[What is being asked] Pick out every one of the lines below that contains the string "return" and copy each one in full. Case counts, so a match must have the same capitalization.

[Data entries]
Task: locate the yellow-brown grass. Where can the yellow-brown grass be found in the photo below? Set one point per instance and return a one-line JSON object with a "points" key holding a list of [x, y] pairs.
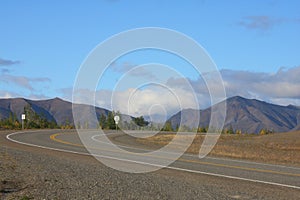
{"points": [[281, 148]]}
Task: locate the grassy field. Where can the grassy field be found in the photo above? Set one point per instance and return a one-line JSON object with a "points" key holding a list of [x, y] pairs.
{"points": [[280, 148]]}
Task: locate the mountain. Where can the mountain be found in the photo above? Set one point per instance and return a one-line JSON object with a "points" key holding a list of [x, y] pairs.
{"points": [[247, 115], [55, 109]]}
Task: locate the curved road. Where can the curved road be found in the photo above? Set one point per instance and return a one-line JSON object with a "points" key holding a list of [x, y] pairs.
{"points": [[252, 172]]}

* * *

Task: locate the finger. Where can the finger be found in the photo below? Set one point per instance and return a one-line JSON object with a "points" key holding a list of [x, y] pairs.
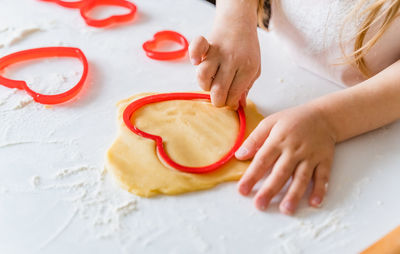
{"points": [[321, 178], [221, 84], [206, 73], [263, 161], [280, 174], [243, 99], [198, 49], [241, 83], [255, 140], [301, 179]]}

[Task answer]
Task: locate the yellow-brown grass. Where can the yellow-brown grass be found in the photo below? Set one point per instance and return a one-line JSON object with a "points" key holding a list of [x, y] pairs.
Task: locate the grassy field. Where can the grassy field be found in the photo above? Set one point per instance and return a one-line JSON object with a "points" key holding a list of [x, y] pairs.
Task: locate the mountain. Where can the mountain be found in the photo above? Set one point per instance and return a one-line JSON object with a "points" key holding a list of [x, y] pairs.
Task: locate the curved road. Where can the curved road be found in the photo above? Set one point per instance and return a one-line JSON object with a "points" key holding a list of [x, y] pairs.
Task: locate the finger. Where can the finger be found in the photo below? Set one point per instance and return a one-line JSON object with a "points" key holding a list of [x, y] pairs.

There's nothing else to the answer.